-- Start --

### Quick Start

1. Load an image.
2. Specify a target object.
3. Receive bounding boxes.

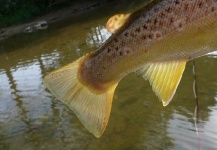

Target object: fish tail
[43,56,117,138]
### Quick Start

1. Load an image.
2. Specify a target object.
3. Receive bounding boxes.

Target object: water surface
[0,1,217,150]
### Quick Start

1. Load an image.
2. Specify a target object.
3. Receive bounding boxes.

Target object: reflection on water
[0,0,217,150]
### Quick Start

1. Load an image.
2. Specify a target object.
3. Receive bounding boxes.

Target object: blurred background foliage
[0,0,113,28]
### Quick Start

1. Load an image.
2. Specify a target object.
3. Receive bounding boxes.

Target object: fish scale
[44,0,217,138]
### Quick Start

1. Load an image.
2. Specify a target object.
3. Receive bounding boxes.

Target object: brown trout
[44,0,217,137]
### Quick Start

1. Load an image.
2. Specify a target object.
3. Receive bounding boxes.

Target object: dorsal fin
[106,13,130,33]
[137,60,187,106]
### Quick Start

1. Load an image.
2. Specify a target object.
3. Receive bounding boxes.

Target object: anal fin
[137,60,187,106]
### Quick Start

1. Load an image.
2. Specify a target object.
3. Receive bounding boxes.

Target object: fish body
[44,0,217,137]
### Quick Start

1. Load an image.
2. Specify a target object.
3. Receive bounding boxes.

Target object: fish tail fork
[43,56,117,138]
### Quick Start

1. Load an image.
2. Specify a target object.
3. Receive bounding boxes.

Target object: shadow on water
[0,0,217,150]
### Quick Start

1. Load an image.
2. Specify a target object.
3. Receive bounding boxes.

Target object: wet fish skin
[44,0,217,137]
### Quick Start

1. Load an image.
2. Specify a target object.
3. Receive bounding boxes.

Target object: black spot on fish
[175,0,180,5]
[119,52,123,56]
[136,27,141,32]
[124,32,129,37]
[143,24,148,29]
[107,48,112,53]
[166,7,172,13]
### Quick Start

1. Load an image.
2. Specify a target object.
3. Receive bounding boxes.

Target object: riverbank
[0,0,114,41]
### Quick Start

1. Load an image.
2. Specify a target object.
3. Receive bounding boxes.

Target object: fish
[43,0,217,138]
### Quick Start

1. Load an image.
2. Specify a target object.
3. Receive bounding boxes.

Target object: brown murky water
[0,1,217,150]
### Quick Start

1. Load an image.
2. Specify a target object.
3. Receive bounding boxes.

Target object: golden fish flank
[44,0,217,137]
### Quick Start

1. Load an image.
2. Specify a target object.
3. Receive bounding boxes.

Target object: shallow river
[0,1,217,150]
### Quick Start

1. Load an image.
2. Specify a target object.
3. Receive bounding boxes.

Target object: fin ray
[137,60,187,106]
[43,57,118,138]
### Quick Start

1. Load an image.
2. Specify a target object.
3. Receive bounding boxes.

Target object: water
[0,1,217,150]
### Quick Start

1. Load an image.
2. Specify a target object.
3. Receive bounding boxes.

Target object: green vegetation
[0,0,108,28]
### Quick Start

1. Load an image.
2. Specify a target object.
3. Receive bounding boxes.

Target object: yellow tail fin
[43,56,117,138]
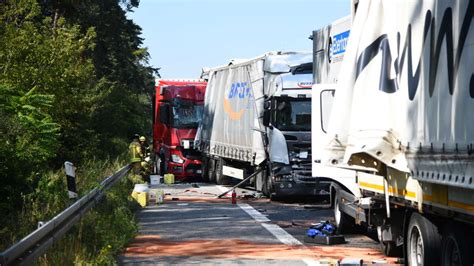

-- End --

Count how many lines in the data above contain the string "tail", treating uppercase and lowercase letters as distinct. Give only the number.

3